**Source extract**:
Tuesday, September 18, 2012

Minnesota Renaissance Festival tribute show

I just got this from Michael's Gallowglass bandmate Lojo Russo:

You are invited to a special memorial show for Michael Matheny on Saturday, Sept. 29 at 5pm on the Pavilion Stage at the MN Renaissance Festival.

This show will be a time of remembrance and celebration and will include musical performances by Gallowglass and many of your favorite acts from the MN Renaissance Festival. A traditional “skiffle session” will follow these performances.
Many thanks to Carr Hagerman and the staff at the Minnesota Renaissance Festival for making this happen.

The Minnesota Renaissance Festival ("Festival" to some of us, "RenFest" to others, and simply "the Fair" or "the Renaissance" to many more) was a big part of Michael's life. He discovered it in 1983, I think. I know he talked me into going out there in 1984, in the summer between high school and college. He was assistant stage manager of Crown, where the featured act was Penn & Teller. Over the next few years, he talked Ken Larson out of being a juggler and into being a musician, met Lojo and (after some initial rough patches) formed Gallowglass Irish Trio, which made him part of the Festival forever.

There's a lot of history there, and I'm glad that the musicians and cast members will have the chance to remember Michael in the place where one of his stories began.


Saturday, September 08, 2012

Probate as a learning process

So how does this probate thing work?

Basically, when someone dies, we have to figure out what to do with their estate - the things that are legally theirs, including both assets and debts. 

Someone needs to do this work. In our case, I'm doing it, since Michael wanted me to take care of his finances. I'm getting a lot of help from Christina and Mom, and the rest of the support network, but there's a lot to do.

**Data provided**:
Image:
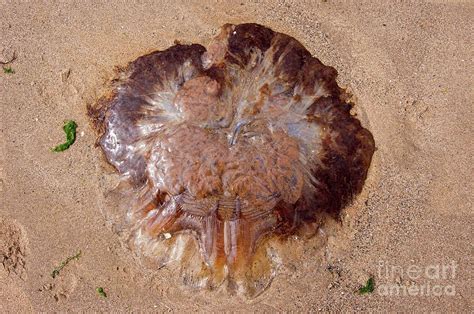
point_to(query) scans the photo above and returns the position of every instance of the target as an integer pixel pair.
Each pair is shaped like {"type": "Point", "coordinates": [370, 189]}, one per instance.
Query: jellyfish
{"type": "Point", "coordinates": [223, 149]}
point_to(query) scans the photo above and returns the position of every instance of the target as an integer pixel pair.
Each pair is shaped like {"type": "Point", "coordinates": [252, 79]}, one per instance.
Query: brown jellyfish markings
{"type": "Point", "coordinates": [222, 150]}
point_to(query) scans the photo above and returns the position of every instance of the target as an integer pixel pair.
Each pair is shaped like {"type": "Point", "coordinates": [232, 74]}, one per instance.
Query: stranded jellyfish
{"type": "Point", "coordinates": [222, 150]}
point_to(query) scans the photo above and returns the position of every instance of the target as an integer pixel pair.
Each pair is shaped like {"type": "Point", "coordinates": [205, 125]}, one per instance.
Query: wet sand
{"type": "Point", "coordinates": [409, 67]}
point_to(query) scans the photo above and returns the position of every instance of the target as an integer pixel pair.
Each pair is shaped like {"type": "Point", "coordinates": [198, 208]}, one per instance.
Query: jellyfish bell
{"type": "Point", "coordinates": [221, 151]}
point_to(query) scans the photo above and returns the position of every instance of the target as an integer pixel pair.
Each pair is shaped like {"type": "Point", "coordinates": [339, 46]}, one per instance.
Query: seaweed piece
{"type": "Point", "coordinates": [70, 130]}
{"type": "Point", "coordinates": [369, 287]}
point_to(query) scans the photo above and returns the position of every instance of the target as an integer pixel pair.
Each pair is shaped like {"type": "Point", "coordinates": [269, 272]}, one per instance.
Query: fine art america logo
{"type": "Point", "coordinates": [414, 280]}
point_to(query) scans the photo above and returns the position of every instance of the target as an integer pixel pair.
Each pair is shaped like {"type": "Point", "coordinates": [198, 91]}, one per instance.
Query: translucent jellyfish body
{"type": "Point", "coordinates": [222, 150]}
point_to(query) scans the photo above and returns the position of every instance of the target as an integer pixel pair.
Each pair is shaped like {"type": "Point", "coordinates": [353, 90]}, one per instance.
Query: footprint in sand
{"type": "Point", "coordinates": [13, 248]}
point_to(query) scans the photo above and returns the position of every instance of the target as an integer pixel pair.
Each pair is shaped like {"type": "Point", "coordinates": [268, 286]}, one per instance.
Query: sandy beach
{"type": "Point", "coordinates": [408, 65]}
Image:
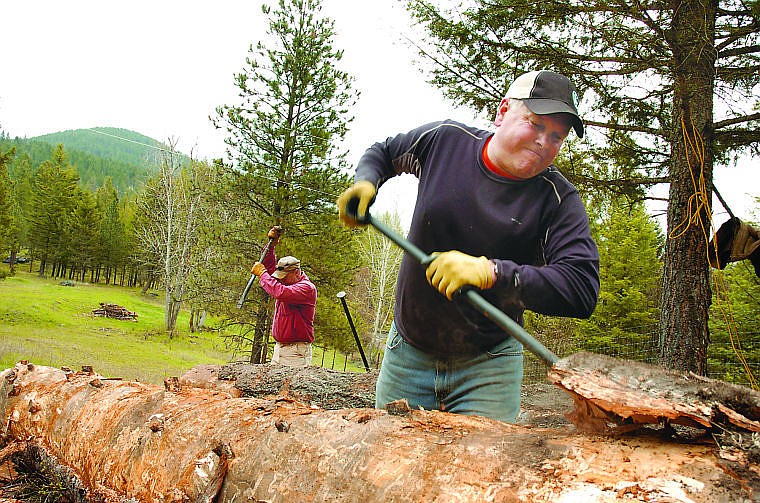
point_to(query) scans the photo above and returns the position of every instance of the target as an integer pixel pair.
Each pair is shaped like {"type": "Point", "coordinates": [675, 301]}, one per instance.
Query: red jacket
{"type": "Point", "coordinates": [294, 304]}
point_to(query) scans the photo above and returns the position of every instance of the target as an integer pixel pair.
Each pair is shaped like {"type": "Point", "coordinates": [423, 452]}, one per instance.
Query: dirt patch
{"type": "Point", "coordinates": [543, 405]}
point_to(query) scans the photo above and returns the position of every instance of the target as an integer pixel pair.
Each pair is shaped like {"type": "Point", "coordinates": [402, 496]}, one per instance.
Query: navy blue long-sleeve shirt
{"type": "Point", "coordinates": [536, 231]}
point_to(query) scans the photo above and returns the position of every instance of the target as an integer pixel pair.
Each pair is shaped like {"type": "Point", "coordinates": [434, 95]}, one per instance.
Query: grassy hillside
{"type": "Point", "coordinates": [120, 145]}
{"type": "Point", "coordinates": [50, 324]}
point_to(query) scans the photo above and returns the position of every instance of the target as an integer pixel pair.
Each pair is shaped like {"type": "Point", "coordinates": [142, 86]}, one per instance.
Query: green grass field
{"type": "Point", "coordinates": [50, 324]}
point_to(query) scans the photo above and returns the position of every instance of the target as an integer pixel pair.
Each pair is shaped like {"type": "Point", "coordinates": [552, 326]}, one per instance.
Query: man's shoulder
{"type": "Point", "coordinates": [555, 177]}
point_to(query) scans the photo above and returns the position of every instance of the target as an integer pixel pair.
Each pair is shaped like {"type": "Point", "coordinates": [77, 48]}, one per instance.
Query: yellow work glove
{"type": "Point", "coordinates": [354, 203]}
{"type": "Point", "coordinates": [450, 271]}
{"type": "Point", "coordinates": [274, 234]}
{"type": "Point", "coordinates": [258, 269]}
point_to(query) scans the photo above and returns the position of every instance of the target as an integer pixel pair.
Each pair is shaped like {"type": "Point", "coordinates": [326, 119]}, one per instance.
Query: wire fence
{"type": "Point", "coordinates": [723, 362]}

**What is being asked**: Quote the part of the blog post that opens with "Saturday, September 08, 2012" and closes with "a lot to do.". You won't need the lines for this.

**Result**:
Saturday, September 08, 2012

Probate as a learning process

So how does this probate thing work?

Basically, when someone dies, we have to figure out what to do with their estate - the things that are legally theirs, including both assets and debts. 

Someone needs to do this work. In our case, I'm doing it, since Michael wanted me to take care of his finances. I'm getting a lot of help from Christina and Mom, and the rest of the support network, but there's a lot to do.